#### [GOAL]
Output everything from the line containing "Task: mark one point on every instance of the sandy" down to the end of the records as a two-column CSV with the columns input and output. Give one row per record, with its text and its answer each in a single quoted field and line breaks replaced by spaces.

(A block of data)
────────────────

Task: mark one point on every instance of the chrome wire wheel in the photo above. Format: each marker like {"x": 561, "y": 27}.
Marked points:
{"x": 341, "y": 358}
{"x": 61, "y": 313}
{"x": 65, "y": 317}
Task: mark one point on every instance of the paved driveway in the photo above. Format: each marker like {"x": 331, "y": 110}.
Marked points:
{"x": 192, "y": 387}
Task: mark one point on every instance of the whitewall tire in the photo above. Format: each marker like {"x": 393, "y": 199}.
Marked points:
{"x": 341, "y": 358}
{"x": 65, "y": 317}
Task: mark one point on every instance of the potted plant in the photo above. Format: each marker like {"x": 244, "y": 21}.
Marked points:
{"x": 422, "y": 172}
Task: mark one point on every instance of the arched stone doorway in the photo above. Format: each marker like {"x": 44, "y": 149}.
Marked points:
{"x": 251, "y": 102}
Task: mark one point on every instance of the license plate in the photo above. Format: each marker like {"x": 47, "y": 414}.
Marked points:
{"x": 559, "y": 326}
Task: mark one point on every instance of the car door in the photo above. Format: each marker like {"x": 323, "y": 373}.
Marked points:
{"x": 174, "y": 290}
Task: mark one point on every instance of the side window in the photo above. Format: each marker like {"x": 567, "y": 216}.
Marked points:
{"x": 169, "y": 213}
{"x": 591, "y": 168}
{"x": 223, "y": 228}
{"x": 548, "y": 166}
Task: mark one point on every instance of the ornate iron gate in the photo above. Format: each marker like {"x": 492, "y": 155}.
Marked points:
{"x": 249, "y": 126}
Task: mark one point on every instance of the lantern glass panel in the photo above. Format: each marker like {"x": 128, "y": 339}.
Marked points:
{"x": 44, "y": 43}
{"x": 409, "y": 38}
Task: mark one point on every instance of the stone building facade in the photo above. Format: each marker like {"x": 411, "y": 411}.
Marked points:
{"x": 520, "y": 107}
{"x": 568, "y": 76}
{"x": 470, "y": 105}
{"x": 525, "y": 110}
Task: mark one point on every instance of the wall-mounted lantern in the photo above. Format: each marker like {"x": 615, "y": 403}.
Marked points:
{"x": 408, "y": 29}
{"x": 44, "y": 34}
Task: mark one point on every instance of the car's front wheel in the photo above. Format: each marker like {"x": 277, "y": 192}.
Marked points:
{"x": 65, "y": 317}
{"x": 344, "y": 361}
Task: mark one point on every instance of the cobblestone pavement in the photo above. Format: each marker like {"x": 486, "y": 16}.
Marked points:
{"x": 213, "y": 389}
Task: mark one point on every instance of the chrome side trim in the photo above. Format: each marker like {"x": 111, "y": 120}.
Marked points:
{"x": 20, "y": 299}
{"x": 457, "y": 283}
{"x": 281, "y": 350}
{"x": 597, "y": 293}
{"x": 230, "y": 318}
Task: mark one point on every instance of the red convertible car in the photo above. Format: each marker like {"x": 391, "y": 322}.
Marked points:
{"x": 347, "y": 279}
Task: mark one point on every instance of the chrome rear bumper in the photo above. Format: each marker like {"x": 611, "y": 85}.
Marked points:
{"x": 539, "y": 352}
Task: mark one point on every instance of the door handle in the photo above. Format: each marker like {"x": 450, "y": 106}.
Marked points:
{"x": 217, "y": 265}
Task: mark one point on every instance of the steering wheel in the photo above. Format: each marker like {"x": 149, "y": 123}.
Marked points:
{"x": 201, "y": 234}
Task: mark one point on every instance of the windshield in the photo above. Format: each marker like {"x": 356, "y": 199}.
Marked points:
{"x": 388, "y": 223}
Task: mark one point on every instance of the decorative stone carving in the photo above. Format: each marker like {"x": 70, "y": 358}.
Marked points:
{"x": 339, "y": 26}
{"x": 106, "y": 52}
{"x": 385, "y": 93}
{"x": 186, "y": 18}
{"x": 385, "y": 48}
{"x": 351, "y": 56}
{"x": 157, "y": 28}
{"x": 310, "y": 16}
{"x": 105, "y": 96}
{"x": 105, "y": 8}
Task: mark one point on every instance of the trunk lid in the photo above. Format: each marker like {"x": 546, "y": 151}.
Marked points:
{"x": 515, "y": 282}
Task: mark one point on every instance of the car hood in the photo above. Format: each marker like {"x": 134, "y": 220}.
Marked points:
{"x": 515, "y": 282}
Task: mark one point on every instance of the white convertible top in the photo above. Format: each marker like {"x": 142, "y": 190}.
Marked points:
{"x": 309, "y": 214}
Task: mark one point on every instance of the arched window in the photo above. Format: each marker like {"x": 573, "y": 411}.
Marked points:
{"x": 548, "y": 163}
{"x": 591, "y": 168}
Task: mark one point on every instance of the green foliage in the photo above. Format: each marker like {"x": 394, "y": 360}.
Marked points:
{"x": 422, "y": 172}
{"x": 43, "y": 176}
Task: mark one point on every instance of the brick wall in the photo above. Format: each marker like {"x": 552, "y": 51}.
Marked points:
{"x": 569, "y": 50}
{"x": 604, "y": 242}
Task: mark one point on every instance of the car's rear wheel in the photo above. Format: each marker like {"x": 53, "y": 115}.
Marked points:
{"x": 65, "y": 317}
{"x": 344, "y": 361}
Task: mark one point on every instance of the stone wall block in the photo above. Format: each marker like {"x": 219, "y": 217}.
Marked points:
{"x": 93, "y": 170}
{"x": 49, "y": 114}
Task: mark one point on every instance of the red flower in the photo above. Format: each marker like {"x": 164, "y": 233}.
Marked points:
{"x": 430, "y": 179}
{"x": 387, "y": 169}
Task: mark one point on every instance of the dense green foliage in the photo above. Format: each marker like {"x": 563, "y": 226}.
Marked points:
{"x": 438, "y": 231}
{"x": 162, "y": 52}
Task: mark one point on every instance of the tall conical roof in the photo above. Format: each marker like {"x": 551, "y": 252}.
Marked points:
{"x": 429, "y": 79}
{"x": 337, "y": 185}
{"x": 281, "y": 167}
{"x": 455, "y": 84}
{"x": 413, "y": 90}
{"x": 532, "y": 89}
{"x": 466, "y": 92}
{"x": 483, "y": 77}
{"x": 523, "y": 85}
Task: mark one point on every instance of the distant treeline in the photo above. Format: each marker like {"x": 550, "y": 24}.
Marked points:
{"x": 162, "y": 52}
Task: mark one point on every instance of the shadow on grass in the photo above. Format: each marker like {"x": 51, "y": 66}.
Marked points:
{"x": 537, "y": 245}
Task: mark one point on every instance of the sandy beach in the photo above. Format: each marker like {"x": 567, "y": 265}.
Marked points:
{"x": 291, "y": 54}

────────────────

#### [EXERCISE ANSWER]
input,output
"Task: mark one point on every instance of the sandy beach in the photo above. Format: each marker like {""x"": 567, ""y"": 265}. Marked points:","{""x"": 291, ""y"": 54}"